* _PROVIDED TEXT_
###

There’s a reason many Rosedale families can’t imagine Saturday morning brunch without one of Patachou’s legendary almond croissants: the pastry is flaky and delectably buttery, with a rich almond-filled centre and flakes of nut sprinkled on top. The house-made jams and preserves also shine: the deep red plum variety is good on toast but should really be eaten out of the jar with a spoon.

1120 Yonge St., 416-927-1105.

(Image: Jamie Hogge) 

AT Design Group

Wedding and shower guests come to this cute-as-can-be gift shop for Jonathan Adler tableware and serving pieces from New York artist Michael Aram’s pod collection. The French carafe and glass set ($40) is often picked up in multiples by shoppers stocking up on hostess gifts.

5 Macpherson Ave., 416-323-0323.

M Beauty Boutique

Rejuvenation and privacy are the priorities at Marilyn Sang’s intimate spa. News of her facials (the collagen-boosting light pulsation treatment, $180, has a loyal following) travels by word of mouth from happy customers who prize the one-on-one experience with Sang, a former Holt Renfrew skin care expert. By appointment only.

1134 Yonge St., 416-972-7546.

###

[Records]
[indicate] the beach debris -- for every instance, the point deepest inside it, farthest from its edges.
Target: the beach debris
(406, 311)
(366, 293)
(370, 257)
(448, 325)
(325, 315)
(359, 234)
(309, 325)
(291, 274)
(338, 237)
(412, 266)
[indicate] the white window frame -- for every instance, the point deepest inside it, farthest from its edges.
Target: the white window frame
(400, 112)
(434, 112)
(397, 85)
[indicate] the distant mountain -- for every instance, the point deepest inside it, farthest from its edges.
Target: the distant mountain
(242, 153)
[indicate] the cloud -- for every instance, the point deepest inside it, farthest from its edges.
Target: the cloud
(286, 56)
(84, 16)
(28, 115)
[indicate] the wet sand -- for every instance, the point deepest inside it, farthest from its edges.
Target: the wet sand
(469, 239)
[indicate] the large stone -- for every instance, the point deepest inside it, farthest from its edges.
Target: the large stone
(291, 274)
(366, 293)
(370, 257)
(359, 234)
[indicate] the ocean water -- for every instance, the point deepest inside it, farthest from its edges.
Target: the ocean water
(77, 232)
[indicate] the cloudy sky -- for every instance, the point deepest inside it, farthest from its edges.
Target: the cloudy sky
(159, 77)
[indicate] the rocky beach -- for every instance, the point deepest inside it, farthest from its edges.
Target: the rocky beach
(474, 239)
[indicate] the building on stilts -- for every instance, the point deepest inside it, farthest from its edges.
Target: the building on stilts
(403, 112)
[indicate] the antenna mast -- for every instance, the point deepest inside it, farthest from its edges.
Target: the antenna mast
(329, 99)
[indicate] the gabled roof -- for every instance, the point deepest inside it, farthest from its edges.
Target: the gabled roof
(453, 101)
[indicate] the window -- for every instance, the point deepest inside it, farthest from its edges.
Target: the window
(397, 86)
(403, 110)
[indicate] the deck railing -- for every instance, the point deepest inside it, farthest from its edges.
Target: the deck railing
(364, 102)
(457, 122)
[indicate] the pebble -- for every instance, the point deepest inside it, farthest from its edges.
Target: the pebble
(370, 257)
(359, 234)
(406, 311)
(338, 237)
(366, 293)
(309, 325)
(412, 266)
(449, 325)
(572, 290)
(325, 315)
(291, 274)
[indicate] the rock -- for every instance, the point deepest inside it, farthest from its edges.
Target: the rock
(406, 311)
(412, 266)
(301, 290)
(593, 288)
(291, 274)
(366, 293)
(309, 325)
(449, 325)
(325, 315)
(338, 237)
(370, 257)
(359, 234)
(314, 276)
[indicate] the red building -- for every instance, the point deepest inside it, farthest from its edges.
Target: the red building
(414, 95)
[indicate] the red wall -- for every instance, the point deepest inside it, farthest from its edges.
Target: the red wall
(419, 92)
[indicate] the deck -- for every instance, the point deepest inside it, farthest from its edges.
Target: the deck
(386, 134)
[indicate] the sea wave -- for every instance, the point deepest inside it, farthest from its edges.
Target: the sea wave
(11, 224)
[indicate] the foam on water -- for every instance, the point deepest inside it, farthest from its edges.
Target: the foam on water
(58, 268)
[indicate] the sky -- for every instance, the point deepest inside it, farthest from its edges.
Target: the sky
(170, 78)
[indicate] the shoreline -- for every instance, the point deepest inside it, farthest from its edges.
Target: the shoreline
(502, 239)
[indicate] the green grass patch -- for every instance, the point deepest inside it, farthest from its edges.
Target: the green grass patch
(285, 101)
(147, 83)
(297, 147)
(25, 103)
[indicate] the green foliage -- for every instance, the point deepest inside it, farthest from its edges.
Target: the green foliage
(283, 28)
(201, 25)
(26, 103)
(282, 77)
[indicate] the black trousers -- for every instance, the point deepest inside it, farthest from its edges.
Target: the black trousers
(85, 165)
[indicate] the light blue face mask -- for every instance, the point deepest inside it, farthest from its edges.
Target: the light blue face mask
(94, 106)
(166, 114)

###

* _WHAT IS ASKED_
Can you return the passage from the text on Rosedale shops, copied word for word, from "1120 Yonge St., 416-927-1105." up to and including "on hostess gifts."?

* _TASK RESULT_
1120 Yonge St., 416-927-1105.

(Image: Jamie Hogge) 

AT Design Group

Wedding and shower guests come to this cute-as-can-be gift shop for Jonathan Adler tableware and serving pieces from New York artist Michael Aram’s pod collection. The French carafe and glass set ($40) is often picked up in multiples by shoppers stocking up on hostess gifts.